_WORK INSTRUCTIONS_
Copy the listing verbatim, excluding any images found in it.

_RECORDS SUPPLIED_
>>>

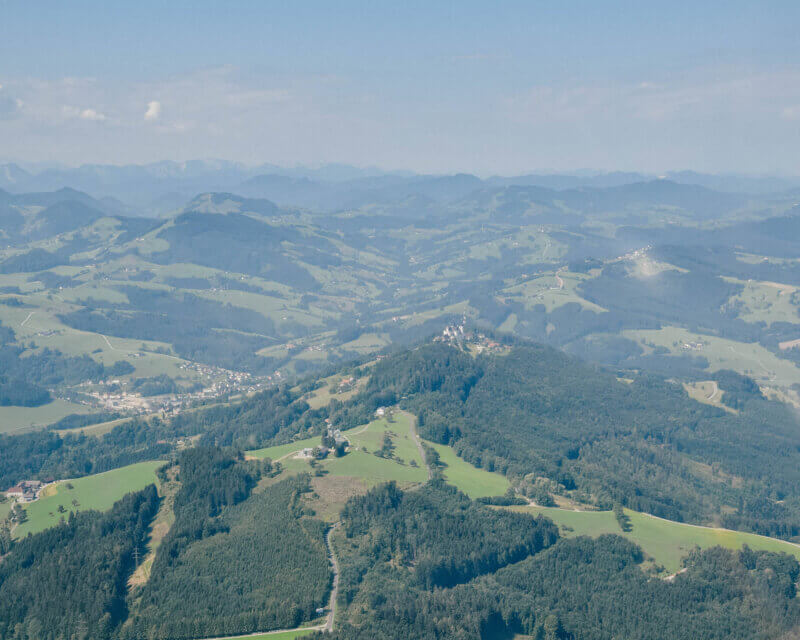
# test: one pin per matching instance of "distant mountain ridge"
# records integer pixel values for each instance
(156, 188)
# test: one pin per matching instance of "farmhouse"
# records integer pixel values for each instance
(25, 491)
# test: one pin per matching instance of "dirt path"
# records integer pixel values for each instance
(559, 279)
(335, 568)
(327, 626)
(418, 442)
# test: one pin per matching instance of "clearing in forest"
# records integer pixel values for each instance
(663, 540)
(99, 491)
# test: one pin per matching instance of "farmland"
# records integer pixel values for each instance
(99, 492)
(476, 483)
(663, 540)
(17, 419)
(749, 358)
(405, 465)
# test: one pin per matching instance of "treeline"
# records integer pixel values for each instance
(233, 562)
(538, 412)
(69, 581)
(441, 535)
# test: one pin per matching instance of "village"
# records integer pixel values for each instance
(117, 395)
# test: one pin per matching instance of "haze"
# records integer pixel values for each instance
(451, 87)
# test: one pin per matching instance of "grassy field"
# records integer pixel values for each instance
(749, 358)
(767, 302)
(476, 483)
(99, 492)
(665, 541)
(5, 509)
(551, 291)
(18, 419)
(358, 463)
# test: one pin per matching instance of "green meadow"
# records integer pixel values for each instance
(476, 483)
(359, 463)
(99, 491)
(663, 540)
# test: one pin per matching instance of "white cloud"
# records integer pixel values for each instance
(153, 112)
(791, 113)
(9, 106)
(91, 114)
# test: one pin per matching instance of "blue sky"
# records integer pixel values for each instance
(499, 87)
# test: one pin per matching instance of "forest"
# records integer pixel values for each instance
(566, 589)
(69, 581)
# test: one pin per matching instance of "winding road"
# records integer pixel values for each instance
(335, 568)
(327, 626)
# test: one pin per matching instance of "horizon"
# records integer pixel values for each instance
(433, 89)
(36, 168)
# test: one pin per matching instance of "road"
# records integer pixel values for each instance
(418, 442)
(328, 625)
(335, 568)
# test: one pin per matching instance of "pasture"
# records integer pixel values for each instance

<<<

_EXERCISE SOLUTION_
# test: one pin per matching instance of "distant mountain ridge"
# records integer pixel values for each instance
(156, 188)
# test: one pin per matching instance of "farmhouse"
# records integer pixel values for each instance
(25, 491)
# test: one pin per matching instance of "dirt path"
# records integer pixel values for each instance
(559, 279)
(335, 568)
(327, 626)
(418, 442)
# test: one pin per matching instance of "clearing in forest"
# records integer pixel values for each instance
(663, 540)
(99, 491)
# test: one pin per matching instance of "farmland"
# records integer pixel values for each instance
(99, 492)
(476, 483)
(663, 540)
(17, 419)
(749, 358)
(405, 465)
# test: one pin per matching instance of "treeline"
# records integer pixel values for each instance
(233, 562)
(538, 412)
(69, 581)
(441, 535)
# test: one pin per matching instance of "village"
# records integer pixel values for each instance
(117, 395)
# test: one pin per matching instance of "haze"
# records integer pixel values for each instance
(451, 87)
# test: one pin per matching instance of "grassy field"
# records integer pixel values for each instance
(749, 358)
(767, 302)
(476, 483)
(99, 492)
(665, 541)
(5, 509)
(551, 291)
(18, 419)
(358, 463)
# test: one pin per matching instance of "green meadow"
# records integer pixel values for each instance
(476, 483)
(359, 463)
(99, 491)
(663, 540)
# test: one pin per matching instance of "white cloud"
# records integer pixel values for each instance
(153, 112)
(791, 113)
(9, 106)
(91, 114)
# test: one pin per matching instance of "blue sky"
# records integer pixel values for each instance
(499, 87)
# test: one pin per matching instance of "forest"
# records integer pixel values for each instance
(566, 589)
(69, 581)
# test: one pin per matching instance of "winding road"
# records integer pixel values for each instance
(335, 568)
(327, 626)
# test: one pin per matching instance of "horizon"
# records integer pixel values for each instance
(433, 89)
(36, 168)
# test: one pin per matching instance of "road"
# records integer pixel values for each instance
(418, 442)
(328, 625)
(335, 568)
# test: one pin per matching instance of "pasture"
# records integer pixel values for each instance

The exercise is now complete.